Records for the task:
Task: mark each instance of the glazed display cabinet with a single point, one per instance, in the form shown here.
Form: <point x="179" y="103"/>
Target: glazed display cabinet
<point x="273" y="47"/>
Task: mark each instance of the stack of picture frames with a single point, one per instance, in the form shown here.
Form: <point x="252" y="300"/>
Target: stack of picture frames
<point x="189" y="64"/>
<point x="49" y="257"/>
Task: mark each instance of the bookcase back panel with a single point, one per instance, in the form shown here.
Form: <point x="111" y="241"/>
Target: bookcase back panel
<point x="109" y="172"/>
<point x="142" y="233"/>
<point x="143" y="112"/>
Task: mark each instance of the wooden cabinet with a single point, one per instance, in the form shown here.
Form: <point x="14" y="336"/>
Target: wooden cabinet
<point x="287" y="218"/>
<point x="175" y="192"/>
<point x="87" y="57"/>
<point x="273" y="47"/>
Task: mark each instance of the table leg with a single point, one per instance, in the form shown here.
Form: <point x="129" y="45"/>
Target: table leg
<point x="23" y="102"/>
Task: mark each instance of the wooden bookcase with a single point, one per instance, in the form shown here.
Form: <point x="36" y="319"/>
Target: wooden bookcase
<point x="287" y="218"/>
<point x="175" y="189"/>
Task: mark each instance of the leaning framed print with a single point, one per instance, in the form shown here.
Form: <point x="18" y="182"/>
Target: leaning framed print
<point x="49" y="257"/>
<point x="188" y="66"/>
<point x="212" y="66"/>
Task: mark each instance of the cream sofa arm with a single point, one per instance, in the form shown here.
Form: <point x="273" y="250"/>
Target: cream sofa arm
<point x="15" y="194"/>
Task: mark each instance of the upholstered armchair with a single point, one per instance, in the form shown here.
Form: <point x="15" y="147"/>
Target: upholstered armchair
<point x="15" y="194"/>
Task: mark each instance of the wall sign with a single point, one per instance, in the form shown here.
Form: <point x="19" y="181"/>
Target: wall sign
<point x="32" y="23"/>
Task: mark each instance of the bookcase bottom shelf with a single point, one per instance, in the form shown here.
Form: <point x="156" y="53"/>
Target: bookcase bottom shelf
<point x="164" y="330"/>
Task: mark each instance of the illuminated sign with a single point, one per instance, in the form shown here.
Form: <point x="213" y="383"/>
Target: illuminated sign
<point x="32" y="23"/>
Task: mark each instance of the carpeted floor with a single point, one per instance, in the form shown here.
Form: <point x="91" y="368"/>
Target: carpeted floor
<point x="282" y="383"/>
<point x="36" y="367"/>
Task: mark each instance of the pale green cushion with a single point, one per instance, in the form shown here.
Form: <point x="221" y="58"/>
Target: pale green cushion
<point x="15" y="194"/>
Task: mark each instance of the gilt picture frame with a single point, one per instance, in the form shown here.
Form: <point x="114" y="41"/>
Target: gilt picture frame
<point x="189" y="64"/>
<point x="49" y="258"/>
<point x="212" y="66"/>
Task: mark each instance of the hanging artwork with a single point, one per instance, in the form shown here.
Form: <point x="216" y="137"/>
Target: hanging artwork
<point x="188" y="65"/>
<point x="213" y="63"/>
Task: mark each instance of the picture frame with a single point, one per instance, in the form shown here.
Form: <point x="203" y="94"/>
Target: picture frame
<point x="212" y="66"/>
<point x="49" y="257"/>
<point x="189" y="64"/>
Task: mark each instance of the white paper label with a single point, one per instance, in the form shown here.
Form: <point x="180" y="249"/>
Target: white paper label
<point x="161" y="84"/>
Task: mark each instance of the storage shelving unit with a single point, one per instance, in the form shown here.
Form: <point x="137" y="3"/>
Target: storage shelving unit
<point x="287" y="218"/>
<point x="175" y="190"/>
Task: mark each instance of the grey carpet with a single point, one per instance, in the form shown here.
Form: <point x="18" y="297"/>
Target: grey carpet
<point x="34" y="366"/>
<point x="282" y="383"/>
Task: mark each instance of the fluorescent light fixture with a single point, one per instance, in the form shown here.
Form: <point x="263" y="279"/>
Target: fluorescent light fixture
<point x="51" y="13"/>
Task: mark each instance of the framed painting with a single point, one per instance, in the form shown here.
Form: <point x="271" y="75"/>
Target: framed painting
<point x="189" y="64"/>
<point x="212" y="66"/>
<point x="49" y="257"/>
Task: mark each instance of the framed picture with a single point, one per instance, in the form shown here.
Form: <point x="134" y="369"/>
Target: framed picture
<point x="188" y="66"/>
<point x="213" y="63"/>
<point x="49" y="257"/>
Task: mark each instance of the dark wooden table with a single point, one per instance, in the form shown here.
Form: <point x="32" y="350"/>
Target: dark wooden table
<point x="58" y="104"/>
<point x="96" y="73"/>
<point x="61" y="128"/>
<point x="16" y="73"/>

What you have to do: Please restate only the opening stretch of the records above: every line from the first through the one containing "Task: mark each instance of the stack", exactly as written.

Answer to this problem:
Task: mark each instance of the glazed display cabinet with a single point, one per instance, in the form shown here.
Form: <point x="179" y="103"/>
Target: glazed display cabinet
<point x="273" y="47"/>
Task: mark each instance of the stack of picture frames with a single point, one per instance, in the form shown here.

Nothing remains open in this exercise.